Entries from an annotation dataset

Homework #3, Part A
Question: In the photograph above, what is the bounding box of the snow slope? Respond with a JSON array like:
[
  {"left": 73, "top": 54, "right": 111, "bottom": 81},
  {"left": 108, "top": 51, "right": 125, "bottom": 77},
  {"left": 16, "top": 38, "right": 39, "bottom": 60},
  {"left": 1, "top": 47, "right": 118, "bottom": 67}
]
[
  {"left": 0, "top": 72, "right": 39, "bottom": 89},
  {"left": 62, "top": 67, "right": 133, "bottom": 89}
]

GIVEN REQUEST
Return all the lines of the records above unchanged, character for character.

REPLY
Homework #3, Part A
Question: In the photograph above, what is the bounding box of the snow slope? Respond with a JSON array like:
[
  {"left": 73, "top": 54, "right": 111, "bottom": 81},
  {"left": 108, "top": 51, "right": 125, "bottom": 77},
  {"left": 16, "top": 38, "right": 39, "bottom": 60},
  {"left": 1, "top": 47, "right": 118, "bottom": 67}
]
[
  {"left": 0, "top": 72, "right": 39, "bottom": 89},
  {"left": 62, "top": 67, "right": 133, "bottom": 89}
]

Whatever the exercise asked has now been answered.